The rapid spread of the COVID-19 pandemic left consumers to figure out how to bring the comforts of the world into their homes. Few industries benefited from this trend like the food delivery industry. Revenue more than doubled for the major food delivery companies during the pandemic, and these traditionally unprofitable companies posted profitable quarters in 2020 and 2021. But while the companies continue to grow, restaurants and delivery drivers generally have not profited in tandem. Food delivery drivers have been exposed to increased safety risks. They have also been underpaid and have not received all their promised tips. Because the platforms classify delivery personnel as independent contractors, rather than employees, the platforms do not have to provide delivery personnel a minimum wage or health benefits.
The rise of gig economy services, which include the food delivery platforms, has also increased calls to update labor laws because of complaints about how gig economy companies exploit their labor. Although gig economy workers share many of the same qualities as employees, gig economy workers are usually classified as independent contractors to determine whether federal and state collective organizing laws protect their actions and whether they qualify for employee benefits.
This Note will discuss the intersection of antitrust law and labor law in the gig economy space, centered around food delivery platforms. This Note will then argue that antitrust enforcers and courts should analyze potential antitrust violations under a “fairness” standard that considers how consolidation of market power affects upstream markets like the labor market.

■ YOUR ASSIGNMENT
Can you rewrite the paragraph beginning "The rapid spread of the COVID-19 pandemic" in the food delivery passage as a short bulleted list of its main facts?

■ RECORDS
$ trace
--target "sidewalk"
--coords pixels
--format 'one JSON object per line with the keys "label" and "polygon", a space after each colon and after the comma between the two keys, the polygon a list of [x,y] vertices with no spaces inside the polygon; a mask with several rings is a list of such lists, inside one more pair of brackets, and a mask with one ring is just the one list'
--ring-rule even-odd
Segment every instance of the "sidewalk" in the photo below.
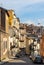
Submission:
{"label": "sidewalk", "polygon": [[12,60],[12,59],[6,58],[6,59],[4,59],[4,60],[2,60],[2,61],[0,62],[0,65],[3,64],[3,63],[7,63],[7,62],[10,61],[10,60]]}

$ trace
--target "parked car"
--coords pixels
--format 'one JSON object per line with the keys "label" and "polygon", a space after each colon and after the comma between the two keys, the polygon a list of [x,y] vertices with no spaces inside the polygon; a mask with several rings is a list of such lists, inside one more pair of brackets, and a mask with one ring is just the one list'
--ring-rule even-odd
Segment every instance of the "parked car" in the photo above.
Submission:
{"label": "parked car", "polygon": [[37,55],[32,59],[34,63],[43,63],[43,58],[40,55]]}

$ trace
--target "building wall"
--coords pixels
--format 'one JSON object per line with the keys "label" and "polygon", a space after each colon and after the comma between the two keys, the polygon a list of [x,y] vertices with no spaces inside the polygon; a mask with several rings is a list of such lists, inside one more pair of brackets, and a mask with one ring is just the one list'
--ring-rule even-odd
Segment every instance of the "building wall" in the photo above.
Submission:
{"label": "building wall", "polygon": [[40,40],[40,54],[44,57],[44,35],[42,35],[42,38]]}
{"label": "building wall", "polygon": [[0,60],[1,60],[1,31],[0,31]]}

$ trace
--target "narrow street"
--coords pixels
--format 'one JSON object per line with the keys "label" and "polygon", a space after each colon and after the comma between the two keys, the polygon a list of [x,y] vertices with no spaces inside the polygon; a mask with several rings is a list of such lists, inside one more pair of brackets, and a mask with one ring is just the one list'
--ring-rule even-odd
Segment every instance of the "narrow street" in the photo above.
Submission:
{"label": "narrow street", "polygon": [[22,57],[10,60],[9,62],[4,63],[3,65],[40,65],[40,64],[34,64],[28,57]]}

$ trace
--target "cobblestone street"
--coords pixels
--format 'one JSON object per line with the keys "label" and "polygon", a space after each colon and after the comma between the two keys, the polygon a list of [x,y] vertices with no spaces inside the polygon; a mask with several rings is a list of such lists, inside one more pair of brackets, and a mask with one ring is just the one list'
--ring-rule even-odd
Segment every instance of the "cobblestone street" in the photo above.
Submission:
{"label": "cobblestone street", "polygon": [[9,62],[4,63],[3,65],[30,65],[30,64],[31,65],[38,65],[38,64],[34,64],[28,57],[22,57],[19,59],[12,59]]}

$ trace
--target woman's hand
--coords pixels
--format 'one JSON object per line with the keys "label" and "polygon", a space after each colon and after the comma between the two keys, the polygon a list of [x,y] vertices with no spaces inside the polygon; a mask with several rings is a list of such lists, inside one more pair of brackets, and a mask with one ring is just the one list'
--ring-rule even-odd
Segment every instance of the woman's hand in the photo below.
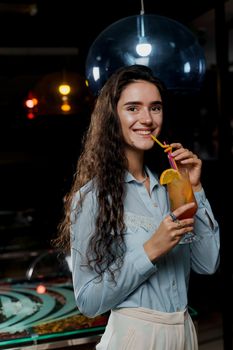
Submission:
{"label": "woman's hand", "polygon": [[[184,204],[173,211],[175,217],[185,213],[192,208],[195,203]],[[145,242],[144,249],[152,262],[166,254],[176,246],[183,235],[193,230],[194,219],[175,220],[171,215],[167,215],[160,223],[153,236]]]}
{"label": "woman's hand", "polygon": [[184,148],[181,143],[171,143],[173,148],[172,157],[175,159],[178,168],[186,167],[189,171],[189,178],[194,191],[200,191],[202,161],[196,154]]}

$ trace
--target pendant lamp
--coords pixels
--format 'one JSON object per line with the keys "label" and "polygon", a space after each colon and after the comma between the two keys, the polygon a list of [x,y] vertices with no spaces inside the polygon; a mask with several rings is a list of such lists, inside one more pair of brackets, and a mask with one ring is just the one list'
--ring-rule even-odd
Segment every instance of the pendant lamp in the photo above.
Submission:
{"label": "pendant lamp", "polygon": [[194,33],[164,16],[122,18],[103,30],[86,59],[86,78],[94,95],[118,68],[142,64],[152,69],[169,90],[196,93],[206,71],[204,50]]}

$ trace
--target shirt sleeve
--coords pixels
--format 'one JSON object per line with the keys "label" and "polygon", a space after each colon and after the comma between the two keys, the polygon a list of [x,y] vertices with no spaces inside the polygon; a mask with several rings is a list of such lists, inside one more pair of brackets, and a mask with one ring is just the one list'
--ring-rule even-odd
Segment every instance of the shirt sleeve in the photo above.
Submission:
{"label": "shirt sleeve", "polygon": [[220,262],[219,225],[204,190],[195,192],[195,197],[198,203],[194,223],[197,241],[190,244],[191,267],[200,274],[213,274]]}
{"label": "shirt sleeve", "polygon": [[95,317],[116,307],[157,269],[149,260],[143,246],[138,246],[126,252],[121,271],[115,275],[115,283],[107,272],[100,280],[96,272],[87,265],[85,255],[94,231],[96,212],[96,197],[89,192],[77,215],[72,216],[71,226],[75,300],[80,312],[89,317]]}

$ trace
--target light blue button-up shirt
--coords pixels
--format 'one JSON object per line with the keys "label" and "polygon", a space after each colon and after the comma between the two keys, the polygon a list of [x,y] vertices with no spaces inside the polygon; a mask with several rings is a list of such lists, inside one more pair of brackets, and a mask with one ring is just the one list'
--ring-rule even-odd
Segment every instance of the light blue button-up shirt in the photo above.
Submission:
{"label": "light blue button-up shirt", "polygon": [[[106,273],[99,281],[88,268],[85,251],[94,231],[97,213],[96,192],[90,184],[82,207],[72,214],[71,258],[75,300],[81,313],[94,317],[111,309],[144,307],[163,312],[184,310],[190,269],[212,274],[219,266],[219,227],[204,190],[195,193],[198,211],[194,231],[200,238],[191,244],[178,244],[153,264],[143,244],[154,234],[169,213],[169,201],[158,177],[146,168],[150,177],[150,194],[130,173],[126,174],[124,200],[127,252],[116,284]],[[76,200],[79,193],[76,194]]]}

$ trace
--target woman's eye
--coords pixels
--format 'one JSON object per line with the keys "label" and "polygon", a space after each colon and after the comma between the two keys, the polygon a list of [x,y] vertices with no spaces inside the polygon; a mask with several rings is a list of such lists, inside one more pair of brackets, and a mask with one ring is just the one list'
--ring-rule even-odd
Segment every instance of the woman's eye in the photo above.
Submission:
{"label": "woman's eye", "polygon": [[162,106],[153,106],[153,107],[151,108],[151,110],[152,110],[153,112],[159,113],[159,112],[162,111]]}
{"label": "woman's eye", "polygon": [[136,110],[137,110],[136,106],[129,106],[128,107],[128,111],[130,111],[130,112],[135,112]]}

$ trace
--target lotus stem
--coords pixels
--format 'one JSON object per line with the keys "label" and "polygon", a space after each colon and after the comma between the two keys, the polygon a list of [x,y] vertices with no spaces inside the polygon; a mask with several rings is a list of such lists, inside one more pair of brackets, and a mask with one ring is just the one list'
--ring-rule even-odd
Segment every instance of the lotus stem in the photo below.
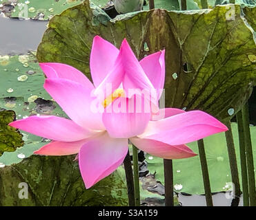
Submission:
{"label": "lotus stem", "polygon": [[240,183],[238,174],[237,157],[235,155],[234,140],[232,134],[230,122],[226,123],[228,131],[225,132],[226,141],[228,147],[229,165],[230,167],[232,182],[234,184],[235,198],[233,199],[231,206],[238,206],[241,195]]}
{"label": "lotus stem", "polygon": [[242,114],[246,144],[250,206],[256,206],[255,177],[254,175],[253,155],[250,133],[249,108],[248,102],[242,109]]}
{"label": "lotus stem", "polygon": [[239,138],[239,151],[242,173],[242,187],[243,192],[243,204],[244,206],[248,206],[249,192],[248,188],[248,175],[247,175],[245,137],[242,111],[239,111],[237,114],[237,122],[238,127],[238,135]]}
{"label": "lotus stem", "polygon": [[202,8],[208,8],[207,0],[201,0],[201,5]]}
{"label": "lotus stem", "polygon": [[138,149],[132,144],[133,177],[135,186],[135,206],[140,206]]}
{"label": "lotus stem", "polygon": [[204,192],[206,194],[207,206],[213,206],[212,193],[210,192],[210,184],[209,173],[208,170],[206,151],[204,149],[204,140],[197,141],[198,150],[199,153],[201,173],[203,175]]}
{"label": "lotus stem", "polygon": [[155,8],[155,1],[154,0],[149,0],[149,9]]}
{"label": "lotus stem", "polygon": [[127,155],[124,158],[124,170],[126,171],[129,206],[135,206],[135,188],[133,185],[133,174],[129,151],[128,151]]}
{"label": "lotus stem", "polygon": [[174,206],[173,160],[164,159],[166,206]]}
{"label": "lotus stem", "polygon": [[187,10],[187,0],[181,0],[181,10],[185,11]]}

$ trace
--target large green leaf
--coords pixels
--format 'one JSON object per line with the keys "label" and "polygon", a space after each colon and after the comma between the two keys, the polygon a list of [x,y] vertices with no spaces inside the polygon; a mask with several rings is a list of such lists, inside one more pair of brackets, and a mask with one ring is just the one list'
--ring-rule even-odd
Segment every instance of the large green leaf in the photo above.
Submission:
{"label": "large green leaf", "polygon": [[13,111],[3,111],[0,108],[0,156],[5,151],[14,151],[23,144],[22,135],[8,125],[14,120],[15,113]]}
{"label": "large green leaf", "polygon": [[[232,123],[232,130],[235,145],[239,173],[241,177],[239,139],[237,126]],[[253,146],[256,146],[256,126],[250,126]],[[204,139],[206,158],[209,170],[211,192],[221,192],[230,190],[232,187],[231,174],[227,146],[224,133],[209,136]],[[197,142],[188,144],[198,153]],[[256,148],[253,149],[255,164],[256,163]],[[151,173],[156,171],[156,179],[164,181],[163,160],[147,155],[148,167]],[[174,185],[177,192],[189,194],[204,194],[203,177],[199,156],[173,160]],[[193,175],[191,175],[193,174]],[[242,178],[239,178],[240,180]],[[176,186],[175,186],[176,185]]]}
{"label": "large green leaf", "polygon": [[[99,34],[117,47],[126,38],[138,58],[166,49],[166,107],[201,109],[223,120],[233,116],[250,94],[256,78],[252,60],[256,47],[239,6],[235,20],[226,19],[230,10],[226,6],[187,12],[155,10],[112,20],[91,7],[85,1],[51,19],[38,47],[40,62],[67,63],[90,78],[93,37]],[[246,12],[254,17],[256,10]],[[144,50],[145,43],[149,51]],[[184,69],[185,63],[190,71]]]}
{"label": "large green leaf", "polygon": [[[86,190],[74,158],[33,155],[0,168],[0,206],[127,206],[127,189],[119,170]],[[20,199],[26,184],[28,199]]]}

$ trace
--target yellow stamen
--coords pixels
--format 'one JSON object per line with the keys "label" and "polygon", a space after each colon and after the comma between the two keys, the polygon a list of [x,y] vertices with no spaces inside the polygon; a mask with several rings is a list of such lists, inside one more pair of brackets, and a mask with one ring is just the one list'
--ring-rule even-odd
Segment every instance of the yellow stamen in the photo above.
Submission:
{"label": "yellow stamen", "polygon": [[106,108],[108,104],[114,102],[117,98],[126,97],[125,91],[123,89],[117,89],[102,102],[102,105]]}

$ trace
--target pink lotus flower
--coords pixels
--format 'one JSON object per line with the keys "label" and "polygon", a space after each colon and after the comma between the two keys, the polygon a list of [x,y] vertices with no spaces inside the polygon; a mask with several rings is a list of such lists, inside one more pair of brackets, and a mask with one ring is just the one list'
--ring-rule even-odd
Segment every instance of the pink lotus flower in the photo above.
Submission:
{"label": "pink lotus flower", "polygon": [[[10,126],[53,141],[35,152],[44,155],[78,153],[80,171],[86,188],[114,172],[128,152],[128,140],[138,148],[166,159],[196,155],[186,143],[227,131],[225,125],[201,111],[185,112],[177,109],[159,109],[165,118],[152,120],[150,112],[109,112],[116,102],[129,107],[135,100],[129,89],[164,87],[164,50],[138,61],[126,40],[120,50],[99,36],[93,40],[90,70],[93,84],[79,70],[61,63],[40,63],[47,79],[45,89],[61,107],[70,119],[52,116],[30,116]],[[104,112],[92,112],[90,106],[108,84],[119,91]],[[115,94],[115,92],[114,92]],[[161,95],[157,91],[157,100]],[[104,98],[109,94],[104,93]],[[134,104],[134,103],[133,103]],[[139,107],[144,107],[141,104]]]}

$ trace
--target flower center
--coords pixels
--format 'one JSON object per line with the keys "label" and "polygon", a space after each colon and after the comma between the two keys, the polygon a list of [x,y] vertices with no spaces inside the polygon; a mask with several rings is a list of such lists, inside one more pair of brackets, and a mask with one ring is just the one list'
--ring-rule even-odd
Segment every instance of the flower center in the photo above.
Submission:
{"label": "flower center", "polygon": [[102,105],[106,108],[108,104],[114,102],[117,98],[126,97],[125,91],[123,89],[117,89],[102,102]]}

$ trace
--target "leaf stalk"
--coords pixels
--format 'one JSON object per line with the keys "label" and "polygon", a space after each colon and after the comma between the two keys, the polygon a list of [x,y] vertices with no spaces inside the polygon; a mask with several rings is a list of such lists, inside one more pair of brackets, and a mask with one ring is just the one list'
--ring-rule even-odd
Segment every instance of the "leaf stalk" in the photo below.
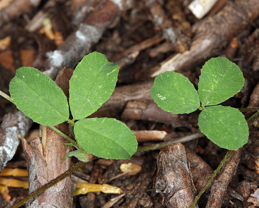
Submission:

■ TASK OUTPUT
- The COVID-19 pandemic pushed consumers to bring the world's comforts into their homes, and the food delivery industry benefited greatly.
- Revenue more than doubled for the major food delivery companies during the pandemic.
- These traditionally unprofitable companies posted profitable quarters in 2020 and 2021.
- Restaurants and delivery drivers generally have not profited along with the companies.
- Drivers have faced increased safety risks, have been underpaid, and have not received all their promised tips.
- The platforms classify delivery personnel as independent contractors, not employees, so they do not have to provide a minimum wage or health benefits.